Data items:

<<<<

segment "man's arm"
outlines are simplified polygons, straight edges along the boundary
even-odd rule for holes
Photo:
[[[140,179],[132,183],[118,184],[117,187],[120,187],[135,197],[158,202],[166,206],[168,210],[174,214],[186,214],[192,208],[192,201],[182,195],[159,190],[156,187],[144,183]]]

>>>>

> To do: Exact reproduction of every entry is needed.

> Solution to this problem:
segment "man's arm"
outlines are simplified polygons, straight edges along the boundary
even-odd rule for holes
Photo:
[[[140,179],[132,183],[118,184],[117,187],[120,187],[135,197],[158,202],[166,206],[168,210],[174,214],[186,214],[192,208],[192,201],[182,195],[159,190],[156,187],[144,183]]]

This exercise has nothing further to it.